## EXTRAIT DU DOCUMENT
☆ ☆ ☆ ☆ ☆

I – Quand le bâtiment va, rien ne va plus !*

Par Wassim HENOUD
« Quand le bâtiment va, tout va » est une citation qui a encore de beaux jours devant elle. En effet, le secteur du bâtiment est fondamental pour l'activité économique - dans un pays normal s'entend ; mais au Liban des « miracles  économiques », cet adage, quoi qu'on en puisse dire, n'est que le son de glas d'un pays qu'on enterre sous une chape de béton sans que personne ne s'émeuve outre mesure.
Car dans un pays normal, le secteur immobilier contribue directement aux finances publiques :  il génère des emplois et devient alors source de financement pour le Trésor et les caisses de solidarité sociale à travers leurs prélèvements respectifs sur les salaires. Il élargit l'assiette de l'impôt foncier et contribue aux comptes de la nation avec les taxes sur la valeur ajoutée et sur les transactions immobilières, autant qu'avec l'impôt sur les bénéfices réalisés lors d'une vente. Il finance également par les recettes de la taxe d'habitation, les infrastructures et les activités sociales dans les villes et les communes, dont les rentrées constituent la principale ressource. Enfin, il joue une part essentielle dans l'assainissement de l'argent en contrôlant l'origine et la légitimité des fonds destinés à ces transactions.

☆ ☆ ☆ ☆ ☆

## CONSIGNE 1
D'après l'extrait sur le secteur du bâtiment au Liban, par quelles recettes le secteur immobilier finance-t-il les infrastructures et les activités sociales des villes et des communes ?

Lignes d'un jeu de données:
☆ ☆ ☆ ☆ ☆

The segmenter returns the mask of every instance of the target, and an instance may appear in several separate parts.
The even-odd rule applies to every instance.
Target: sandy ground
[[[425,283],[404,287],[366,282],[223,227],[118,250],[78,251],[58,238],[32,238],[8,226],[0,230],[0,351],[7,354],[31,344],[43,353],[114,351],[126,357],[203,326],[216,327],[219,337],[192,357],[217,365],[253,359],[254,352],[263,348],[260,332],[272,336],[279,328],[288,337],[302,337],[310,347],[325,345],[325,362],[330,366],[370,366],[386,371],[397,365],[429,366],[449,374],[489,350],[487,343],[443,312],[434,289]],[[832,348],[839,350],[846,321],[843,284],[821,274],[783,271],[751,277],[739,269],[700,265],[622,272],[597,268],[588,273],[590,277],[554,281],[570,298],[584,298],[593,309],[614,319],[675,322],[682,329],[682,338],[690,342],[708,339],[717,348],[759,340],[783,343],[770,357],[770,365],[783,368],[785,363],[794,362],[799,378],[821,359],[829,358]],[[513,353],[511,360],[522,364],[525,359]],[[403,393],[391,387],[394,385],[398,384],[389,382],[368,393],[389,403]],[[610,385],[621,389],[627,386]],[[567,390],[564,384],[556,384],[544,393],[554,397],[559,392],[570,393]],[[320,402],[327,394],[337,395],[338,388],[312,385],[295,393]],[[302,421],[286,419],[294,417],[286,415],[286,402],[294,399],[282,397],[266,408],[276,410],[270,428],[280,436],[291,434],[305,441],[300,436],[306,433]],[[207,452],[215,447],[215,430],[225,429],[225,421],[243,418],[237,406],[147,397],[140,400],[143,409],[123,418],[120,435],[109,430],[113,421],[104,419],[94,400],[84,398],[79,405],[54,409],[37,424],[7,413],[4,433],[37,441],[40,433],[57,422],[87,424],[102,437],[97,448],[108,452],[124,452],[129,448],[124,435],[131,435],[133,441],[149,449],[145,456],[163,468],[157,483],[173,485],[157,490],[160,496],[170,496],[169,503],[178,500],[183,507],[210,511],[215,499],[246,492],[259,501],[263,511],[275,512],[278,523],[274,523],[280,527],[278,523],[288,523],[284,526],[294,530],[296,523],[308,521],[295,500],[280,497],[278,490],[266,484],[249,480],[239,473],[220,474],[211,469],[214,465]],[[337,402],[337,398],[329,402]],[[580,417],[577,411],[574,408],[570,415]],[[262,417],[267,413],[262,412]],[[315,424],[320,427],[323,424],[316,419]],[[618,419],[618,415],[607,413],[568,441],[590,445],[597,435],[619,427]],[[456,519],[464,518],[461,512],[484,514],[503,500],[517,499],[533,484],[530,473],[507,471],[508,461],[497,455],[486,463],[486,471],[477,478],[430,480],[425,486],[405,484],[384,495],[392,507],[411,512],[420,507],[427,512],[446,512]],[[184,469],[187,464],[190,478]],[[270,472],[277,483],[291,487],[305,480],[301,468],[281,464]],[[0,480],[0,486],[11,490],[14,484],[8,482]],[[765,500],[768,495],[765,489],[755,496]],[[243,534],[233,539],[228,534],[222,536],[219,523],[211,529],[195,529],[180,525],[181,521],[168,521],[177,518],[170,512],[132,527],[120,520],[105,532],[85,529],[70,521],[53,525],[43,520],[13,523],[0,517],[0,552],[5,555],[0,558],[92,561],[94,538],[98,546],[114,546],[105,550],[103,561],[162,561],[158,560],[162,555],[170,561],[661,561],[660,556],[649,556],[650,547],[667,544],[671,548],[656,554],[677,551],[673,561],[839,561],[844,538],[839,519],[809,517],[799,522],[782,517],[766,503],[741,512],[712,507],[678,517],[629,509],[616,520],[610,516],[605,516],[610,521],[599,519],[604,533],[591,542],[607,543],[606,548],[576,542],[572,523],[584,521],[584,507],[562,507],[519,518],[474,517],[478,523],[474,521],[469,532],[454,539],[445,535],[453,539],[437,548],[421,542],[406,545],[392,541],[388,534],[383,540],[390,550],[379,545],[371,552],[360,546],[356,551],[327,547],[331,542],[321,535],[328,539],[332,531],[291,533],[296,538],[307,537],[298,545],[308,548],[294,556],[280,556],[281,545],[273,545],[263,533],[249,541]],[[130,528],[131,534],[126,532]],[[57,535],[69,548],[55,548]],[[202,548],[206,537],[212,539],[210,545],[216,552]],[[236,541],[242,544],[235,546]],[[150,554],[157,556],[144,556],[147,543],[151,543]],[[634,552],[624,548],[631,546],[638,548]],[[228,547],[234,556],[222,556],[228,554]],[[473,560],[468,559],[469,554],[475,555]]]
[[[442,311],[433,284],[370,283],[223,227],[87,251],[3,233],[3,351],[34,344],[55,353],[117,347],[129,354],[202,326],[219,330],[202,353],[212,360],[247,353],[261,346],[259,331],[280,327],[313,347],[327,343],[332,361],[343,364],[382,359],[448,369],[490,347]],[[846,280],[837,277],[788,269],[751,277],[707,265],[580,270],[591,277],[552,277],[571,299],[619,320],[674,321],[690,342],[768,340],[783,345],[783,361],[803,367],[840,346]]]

☆ ☆ ☆ ☆ ☆

## CONSIGNE 2
Transcrivez à l'identique le passage des entrées qui va de leur début jusqu'à la ligne contenant « Target: sandy ground », celle-ci comprise.

## SOLUTION 1
Par les recettes de la taxe d'habitation.

## SOLUTION 2
The segmenter returns the mask of every instance of the target, and an instance may appear in several separate parts.
The even-odd rule applies to every instance.
Target: sandy ground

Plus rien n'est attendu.